** Entries shown **
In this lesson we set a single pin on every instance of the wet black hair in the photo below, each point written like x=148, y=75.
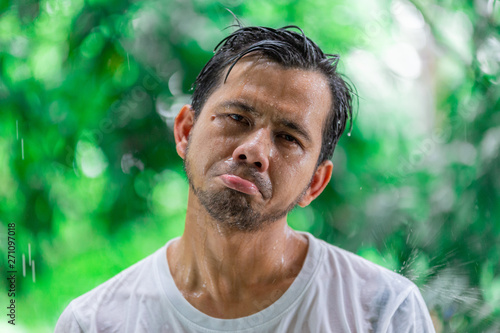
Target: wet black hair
x=291, y=50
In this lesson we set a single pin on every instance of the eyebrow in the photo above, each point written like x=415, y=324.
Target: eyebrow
x=282, y=121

** Required action **
Copy every line of the material above in which the string "each" can be found.

** Solved problem **
In this lesson we set a single pin on every instance of the wet black hair in the photo below, each point written like x=148, y=75.
In this lesson we set a single pin on every instance of the eyebrow in the photo above, each point written like x=415, y=324.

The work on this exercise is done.